Estratto della pagina.
• • • • • • •
E sono cominciate le interminabili giornate in totale isolamento.
«Giulio e io siamo rimasti confinati in un appartamento, mentre mia moglie Susy e suo fratello Roberto, le uniche persone con cui eravamo entrati in contatto, erano in un altro. Il vero problema è riuscire a fare le cose più normali, come può essere mangiare o cucinare. Non poter avere vicino la donna che hai sempre al tuo fianco e con cui hai condiviso quasi trent'anni della tua vita, non è facile. Certo, ci vedevamo ogni giorno con le videochiamate, ma non è la stessa cosa».
La compagnia del figlio si è rivelata fondamentale.
«Sicuramente, Giulio mi è stato sempre vicino, soprattutto quando avevo la febbre alta. Ovviamente, stare chiusi in casa contribuisce ad aumentare il nervosismo. Però poi ti abitui. Noi abbiamo passato il tempo parlando o, quando non ero a terra, giocando con alcuni giochi di società. Poi ci sono stati momenti in cui non avevo voglia di fare nulla, tutto mi infastidiva, anche il solo guardare la televisione».
Ci sono stati momenti particolarmente difficili?
• • • • • • •
Righe da una raccolta:

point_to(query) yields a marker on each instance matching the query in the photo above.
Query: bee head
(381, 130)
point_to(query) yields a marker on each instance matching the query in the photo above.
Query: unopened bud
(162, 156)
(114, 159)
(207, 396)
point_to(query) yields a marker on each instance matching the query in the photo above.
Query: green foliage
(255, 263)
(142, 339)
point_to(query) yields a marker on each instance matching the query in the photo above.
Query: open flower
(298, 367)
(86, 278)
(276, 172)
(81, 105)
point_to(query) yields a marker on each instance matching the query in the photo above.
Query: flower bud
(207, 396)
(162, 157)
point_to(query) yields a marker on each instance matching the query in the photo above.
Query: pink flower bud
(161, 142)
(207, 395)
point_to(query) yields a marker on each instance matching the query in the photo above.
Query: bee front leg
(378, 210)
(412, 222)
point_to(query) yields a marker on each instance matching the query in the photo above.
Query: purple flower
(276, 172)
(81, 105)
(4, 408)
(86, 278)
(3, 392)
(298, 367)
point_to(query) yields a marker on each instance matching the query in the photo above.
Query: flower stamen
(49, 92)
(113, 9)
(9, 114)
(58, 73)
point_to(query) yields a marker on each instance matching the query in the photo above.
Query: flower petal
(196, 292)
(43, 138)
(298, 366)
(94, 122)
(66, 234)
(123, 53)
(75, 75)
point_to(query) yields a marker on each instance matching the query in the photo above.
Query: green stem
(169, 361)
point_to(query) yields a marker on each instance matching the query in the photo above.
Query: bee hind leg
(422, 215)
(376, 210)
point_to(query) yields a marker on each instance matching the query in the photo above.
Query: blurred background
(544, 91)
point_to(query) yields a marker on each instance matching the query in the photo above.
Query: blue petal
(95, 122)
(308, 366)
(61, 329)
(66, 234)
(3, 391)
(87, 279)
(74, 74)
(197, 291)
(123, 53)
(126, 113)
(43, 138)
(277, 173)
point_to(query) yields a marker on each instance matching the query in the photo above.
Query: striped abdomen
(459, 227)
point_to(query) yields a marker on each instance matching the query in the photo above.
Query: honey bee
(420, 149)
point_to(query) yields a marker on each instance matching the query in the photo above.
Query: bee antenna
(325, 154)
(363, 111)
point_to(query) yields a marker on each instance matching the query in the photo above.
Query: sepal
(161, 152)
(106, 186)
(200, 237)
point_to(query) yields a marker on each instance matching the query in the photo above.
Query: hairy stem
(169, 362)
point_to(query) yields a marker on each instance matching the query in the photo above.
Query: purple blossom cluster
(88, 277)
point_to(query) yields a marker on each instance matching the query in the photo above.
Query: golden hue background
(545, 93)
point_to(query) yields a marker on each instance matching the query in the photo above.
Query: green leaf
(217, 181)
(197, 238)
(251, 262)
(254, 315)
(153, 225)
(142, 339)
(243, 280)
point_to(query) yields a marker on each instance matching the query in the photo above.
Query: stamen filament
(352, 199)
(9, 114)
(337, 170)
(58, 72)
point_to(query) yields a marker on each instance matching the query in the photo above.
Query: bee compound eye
• • • • • • •
Compito assegnato 1. Riporta il passo dell'intervista sull'isolamento cominciando dalle parole "La compagnia del" e fermandoti dopo "momenti particolarmente difficili?".
Compito assegnato 2. Nell'intervista sull'isolamento, con chi è rimasta confinata Susy nell'altro appartamento?

Risposta scritta 1.
La compagnia del figlio si è rivelata fondamentale.
«Sicuramente, Giulio mi è stato sempre vicino, soprattutto quando avevo la febbre alta. Ovviamente, stare chiusi in casa contribuisce ad aumentare il nervosismo. Però poi ti abitui. Noi abbiamo passato il tempo parlando o, quando non ero a terra, giocando con alcuni giochi di società. Poi ci sono stati momenti in cui non avevo voglia di fare nulla, tutto mi infastidiva, anche il solo guardare la televisione».
Ci sono stati momenti particolarmente difficili?

Risposta scritta 2. Con suo fratello Roberto.